-- begin --

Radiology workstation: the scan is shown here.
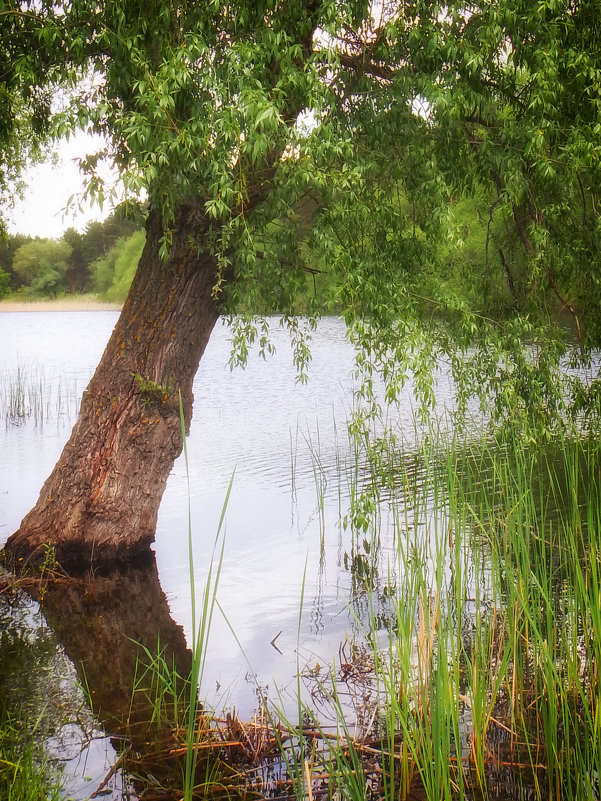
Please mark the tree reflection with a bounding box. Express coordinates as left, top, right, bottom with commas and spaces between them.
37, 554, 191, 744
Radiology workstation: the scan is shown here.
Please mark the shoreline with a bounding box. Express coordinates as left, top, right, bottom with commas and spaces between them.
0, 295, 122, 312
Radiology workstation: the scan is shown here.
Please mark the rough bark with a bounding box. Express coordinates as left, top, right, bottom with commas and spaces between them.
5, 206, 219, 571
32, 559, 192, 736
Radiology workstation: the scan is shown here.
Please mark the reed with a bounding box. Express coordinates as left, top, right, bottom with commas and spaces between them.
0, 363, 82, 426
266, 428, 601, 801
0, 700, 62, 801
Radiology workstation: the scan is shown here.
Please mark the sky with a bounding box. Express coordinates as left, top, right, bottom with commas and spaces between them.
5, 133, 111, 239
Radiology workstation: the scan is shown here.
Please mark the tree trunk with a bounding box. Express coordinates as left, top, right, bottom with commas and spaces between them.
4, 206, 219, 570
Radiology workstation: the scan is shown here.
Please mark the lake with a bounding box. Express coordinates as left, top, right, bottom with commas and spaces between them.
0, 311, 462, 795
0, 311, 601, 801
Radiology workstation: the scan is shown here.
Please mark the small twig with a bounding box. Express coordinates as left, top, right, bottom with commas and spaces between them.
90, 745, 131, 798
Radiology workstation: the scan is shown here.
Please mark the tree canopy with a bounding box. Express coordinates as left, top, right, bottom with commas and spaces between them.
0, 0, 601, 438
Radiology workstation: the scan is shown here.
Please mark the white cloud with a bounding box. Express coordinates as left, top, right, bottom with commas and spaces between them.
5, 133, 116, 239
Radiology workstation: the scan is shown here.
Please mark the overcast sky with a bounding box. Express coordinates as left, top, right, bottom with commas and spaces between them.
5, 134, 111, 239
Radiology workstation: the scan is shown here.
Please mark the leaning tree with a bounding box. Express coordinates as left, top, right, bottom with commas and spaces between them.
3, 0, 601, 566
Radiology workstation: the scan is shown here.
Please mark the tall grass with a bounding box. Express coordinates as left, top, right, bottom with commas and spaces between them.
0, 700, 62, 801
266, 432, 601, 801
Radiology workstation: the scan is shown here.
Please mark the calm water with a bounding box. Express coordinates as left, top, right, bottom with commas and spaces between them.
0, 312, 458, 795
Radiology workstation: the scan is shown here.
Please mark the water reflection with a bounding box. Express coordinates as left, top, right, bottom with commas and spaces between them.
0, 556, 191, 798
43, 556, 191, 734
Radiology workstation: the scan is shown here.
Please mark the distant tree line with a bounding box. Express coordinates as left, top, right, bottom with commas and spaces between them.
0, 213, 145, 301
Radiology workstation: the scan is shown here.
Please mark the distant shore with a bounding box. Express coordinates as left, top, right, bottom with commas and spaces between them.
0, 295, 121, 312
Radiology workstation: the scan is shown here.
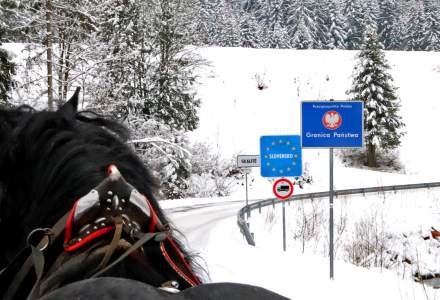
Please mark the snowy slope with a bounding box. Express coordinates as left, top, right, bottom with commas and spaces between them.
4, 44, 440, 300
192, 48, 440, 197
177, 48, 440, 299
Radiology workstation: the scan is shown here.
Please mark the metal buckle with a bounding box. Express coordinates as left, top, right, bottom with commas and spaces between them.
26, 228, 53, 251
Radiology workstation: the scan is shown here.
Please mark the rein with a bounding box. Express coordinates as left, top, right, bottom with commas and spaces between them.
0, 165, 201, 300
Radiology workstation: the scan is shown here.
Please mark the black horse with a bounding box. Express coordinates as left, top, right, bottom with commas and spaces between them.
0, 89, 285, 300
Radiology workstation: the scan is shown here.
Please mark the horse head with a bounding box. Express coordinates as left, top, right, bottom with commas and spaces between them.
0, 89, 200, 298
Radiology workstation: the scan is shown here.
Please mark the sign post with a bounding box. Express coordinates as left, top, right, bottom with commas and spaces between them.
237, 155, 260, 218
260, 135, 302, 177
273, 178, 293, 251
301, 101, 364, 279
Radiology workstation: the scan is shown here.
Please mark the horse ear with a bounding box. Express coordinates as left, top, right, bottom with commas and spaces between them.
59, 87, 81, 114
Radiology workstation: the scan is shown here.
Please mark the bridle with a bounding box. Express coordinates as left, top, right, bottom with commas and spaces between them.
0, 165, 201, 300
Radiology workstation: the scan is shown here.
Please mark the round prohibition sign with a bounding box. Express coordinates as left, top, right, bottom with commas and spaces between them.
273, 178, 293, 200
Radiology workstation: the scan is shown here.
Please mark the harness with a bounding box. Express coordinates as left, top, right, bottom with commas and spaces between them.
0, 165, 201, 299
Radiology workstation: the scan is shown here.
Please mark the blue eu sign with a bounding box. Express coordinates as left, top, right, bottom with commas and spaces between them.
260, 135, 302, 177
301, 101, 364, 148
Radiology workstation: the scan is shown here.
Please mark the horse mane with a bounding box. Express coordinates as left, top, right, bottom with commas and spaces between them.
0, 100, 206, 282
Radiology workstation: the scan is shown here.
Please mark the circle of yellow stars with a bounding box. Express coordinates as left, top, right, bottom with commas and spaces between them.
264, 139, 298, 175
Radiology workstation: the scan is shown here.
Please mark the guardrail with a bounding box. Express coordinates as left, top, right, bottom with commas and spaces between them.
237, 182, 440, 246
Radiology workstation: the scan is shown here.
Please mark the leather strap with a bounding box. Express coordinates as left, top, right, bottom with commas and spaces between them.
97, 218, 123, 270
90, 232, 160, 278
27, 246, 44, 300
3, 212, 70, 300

-- end --

Convert the items, from their first line through the line containing "5, 133, 116, 239", into a Markdown table with the columns Row and Line Text, numbering each row and omitting blank lines. Leave the pictures out of the table.

| Row | Line Text |
|---|---|
| 1 | Radiology workstation: the scan is shown here. |
| 2 | Please mark the tree reflection with a bounding box. Express coordinates as left, top, right, bottom with commas and spaces between them. |
| 3 | 37, 554, 191, 744 |
| 4 | Radiology workstation: the scan is shown here. |
| 5 | Please mark the shoreline with a bounding box. Express coordinates as left, top, right, bottom with commas and spaces between them. |
| 6 | 0, 295, 122, 312 |
| 7 | Radiology workstation: the scan is shown here. |
| 8 | Please mark the rough bark with a bounding box. Express coordinates as left, top, right, bottom with commas and spaces between them. |
| 9 | 5, 206, 219, 571 |
| 10 | 32, 559, 192, 736 |
| 11 | Radiology workstation: the scan is shown here. |
| 12 | Please mark the reed with a bounding box. Express coordinates as left, top, right, bottom with commas and spaces between them. |
| 13 | 0, 363, 82, 426 |
| 14 | 266, 428, 601, 801 |
| 15 | 0, 700, 62, 801 |
| 16 | Radiology workstation: the scan is shown here. |
| 17 | Please mark the sky with a bounding box. Express coordinates as left, top, right, bottom with commas and spaces between them. |
| 18 | 5, 133, 111, 239 |
| 19 | Radiology workstation: the scan is shown here. |
| 20 | Please mark the tree trunk with a bounding box. Express coordinates as left, top, right, bottom with commas and spaces between them. |
| 21 | 4, 206, 219, 570 |
| 22 | Radiology workstation: the scan is shown here. |
| 23 | Please mark the lake with a bounding box. Express coordinates as left, top, right, bottom with commas and spaces between them. |
| 24 | 0, 311, 462, 795 |
| 25 | 0, 311, 601, 801 |
| 26 | Radiology workstation: the scan is shown here. |
| 27 | Please mark the small twig with a bounding box. Express coordinates as left, top, right, bottom with commas and spaces between them. |
| 28 | 90, 745, 131, 798 |
| 29 | Radiology workstation: the scan is shown here. |
| 30 | Please mark the tree canopy with a bounding box. Express coordinates as left, top, right, bottom with commas and spaces between them. |
| 31 | 0, 0, 601, 438 |
| 32 | Radiology workstation: the scan is shown here. |
| 33 | Please mark the white cloud with a bounding box. Express coordinates as left, top, right, bottom with commas and spaces between them. |
| 34 | 5, 133, 116, 239 |